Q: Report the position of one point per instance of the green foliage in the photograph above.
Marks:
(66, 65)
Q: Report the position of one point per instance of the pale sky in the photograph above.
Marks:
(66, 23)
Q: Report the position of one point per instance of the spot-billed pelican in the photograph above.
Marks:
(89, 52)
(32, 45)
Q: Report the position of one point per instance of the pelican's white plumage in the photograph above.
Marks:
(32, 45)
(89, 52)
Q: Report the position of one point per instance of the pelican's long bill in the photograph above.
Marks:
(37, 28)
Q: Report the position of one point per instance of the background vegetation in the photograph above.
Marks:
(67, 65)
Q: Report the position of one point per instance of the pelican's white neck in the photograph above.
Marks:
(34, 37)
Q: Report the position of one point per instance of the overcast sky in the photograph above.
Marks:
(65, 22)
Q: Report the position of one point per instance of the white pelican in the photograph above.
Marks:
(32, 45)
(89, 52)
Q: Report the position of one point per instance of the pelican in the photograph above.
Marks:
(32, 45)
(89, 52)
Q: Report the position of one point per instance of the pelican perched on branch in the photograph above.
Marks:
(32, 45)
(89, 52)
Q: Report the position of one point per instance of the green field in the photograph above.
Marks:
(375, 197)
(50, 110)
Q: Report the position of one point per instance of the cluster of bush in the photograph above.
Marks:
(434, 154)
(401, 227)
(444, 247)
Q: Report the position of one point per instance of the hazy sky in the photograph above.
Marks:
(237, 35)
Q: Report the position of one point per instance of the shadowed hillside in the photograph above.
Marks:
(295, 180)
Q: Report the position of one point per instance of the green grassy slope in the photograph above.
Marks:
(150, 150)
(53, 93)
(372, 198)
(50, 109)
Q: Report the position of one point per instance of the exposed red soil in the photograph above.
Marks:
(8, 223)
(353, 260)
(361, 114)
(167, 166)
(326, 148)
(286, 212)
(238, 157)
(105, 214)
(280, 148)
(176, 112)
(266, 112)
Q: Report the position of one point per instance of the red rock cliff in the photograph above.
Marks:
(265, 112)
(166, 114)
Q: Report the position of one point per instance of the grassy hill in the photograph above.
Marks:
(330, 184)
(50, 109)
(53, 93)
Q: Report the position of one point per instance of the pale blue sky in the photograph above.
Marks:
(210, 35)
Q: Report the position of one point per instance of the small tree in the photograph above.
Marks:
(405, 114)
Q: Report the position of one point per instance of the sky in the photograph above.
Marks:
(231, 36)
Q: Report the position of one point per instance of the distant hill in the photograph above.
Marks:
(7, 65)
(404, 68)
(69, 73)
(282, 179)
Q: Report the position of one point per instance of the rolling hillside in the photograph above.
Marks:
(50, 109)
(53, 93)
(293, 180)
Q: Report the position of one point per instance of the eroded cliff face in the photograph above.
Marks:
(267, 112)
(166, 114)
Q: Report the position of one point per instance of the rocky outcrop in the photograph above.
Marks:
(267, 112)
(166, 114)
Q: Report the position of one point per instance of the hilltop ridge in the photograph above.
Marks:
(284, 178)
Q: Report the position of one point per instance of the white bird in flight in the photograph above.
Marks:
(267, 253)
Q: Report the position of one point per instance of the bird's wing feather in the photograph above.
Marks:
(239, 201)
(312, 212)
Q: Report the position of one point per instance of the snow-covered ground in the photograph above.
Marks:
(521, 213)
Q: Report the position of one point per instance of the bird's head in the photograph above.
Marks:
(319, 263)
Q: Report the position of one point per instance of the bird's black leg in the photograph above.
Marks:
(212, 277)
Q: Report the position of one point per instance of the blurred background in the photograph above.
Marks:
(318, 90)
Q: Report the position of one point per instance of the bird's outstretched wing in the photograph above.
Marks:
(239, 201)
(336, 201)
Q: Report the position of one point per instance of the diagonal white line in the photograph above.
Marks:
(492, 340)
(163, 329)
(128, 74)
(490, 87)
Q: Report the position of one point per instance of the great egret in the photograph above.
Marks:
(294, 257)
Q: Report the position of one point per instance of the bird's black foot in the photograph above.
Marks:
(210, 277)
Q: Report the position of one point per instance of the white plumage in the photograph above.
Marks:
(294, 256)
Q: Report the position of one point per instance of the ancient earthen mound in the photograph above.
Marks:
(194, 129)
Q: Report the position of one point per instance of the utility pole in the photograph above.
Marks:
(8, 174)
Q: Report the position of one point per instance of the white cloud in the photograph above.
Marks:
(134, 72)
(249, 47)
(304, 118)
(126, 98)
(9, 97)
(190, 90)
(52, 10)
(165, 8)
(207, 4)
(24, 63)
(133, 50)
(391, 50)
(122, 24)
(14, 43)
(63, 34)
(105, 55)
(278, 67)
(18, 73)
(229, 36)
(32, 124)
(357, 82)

★ ★ ★ ★

- **Your objective**:
Reproduce the material precisely, including every line.

- **Exercise solution**:
Q: Report the position of one point per instance of the green foliage in the photograph above.
Marks:
(66, 65)
Q: Report the position of one point per instance of the pale sky in the photograph above.
Marks:
(66, 23)
Q: Report the position of one point per instance of the spot-billed pelican in the photograph above.
Marks:
(89, 52)
(32, 45)
Q: Report the position of one point per instance of the pelican's white plumage in the photograph above.
Marks:
(32, 45)
(89, 52)
Q: Report the position of one point per instance of the pelican's long bill in the photograph above.
Marks:
(37, 28)
Q: Report the position of one point per instance of the background vegetation in the photograph above.
Marks:
(67, 65)
Q: Report the position of one point per instance of the pelican's white neck in the photograph above.
Marks:
(34, 37)
Q: Report the position of one point per instance of the overcast sky in the photograph above.
Marks:
(65, 22)
Q: Report the position of one point per instance of the white pelican in the photograph above.
Marks:
(32, 45)
(89, 52)
Q: Report the position of one point per instance of the pelican in the photograph above.
Marks:
(32, 45)
(89, 52)
Q: Report the position of one point per instance of the pelican perched on branch in the photograph above.
Marks:
(32, 45)
(89, 52)
Q: Report the position of one point per instance of the green field in the photograph above.
Marks:
(375, 197)
(50, 110)
Q: Report the position of one point per instance of the cluster of bush in the photograph above.
Marks:
(434, 154)
(401, 227)
(444, 247)
Q: Report the position of one point per instance of the hazy sky in the photograph above.
Marks:
(237, 35)
Q: Report the position of one point per instance of the shadowed hillside in the photograph above.
Marks:
(295, 180)
Q: Report the position of one point per instance of the green grassy slope in the photograph above.
Marks:
(150, 150)
(53, 93)
(372, 198)
(50, 109)
Q: Report the position of one point per instance of the exposed red soil in the photograph above.
Marks:
(8, 223)
(353, 260)
(361, 114)
(167, 166)
(326, 148)
(286, 212)
(238, 157)
(105, 214)
(280, 148)
(176, 112)
(266, 112)
Q: Report the position of one point per instance of the red rock cliff in the photograph above.
Marks:
(265, 112)
(166, 114)
Q: Report the position of one point per instance of the grassy hill in the photograph above.
Marks:
(330, 184)
(50, 109)
(53, 93)
Q: Report the position of one point per instance of the pale blue sky in the photograph above.
Marks:
(210, 35)
Q: Report the position of one point per instance of the small tree in the photograph above.
Marks:
(405, 114)
Q: Report the position of one point per instance of the sky in the photograph above.
Marks:
(231, 36)
Q: Report the position of one point per instance of the distant hill in the photograph above.
Marks:
(7, 65)
(404, 68)
(69, 73)
(282, 179)
Q: Report the position of one point per instance of the rolling hillside in the photograph above.
Marks:
(50, 109)
(53, 93)
(293, 180)
Q: Report the position of one point per instance of the eroded cliff face in the photograph above.
Marks:
(267, 112)
(166, 114)
Q: Report the position of one point per instance of the rocky outcrop in the photograph above.
Marks:
(267, 112)
(166, 114)
Q: Report the position of one point per instance of the hilltop ridge in the photograph above.
Marks:
(284, 178)
Q: Report the position of one point per instance of the white bird in flight in the photograph above.
Marks:
(267, 253)
Q: Report the position of one point per instance of the bird's wing feather in the photograph above.
Marks:
(239, 201)
(312, 212)
Q: Report the position of one point per instance of the snow-covered ground in the photograph above.
Marks:
(521, 213)
Q: Report the position of one point per instance of the bird's head in the photograph above.
Marks:
(319, 263)
Q: Report the position of one point per instance of the bird's black leg in the photograph above.
Marks:
(212, 277)
Q: Report the position of one point per instance of the blurred background in the photograph above.
Marks:
(318, 90)
Q: Report the position of one point per instance of the bird's outstretched wing in the photograph above.
Marks:
(239, 201)
(336, 201)
Q: Report the position of one point per instance of the diagonal white line in the photograph above.
Marks:
(492, 340)
(163, 329)
(128, 74)
(490, 87)
Q: Report the position of one point per instance of the great egret in the photograph above.
Marks:
(294, 257)
Q: Report the position of one point per instance of the bird's black foot in the photograph above.
Marks:
(210, 277)
Q: Report the position of one point per instance of the white plumage in the photograph above.
Marks:
(294, 256)
Q: Report the position of one point per instance of the ancient earthen mound in the photograph above.
Marks:
(194, 129)
Q: Report the position of one point per instance of the utility pole in the photograph above.
Marks:
(8, 174)
Q: Report the position of one point per instance of the white cloud in the photograph above.
Marks:
(134, 72)
(249, 47)
(304, 118)
(126, 98)
(9, 97)
(190, 90)
(52, 10)
(165, 8)
(207, 4)
(24, 63)
(133, 50)
(391, 50)
(122, 24)
(14, 43)
(63, 34)
(105, 55)
(278, 67)
(18, 73)
(229, 36)
(32, 124)
(357, 82)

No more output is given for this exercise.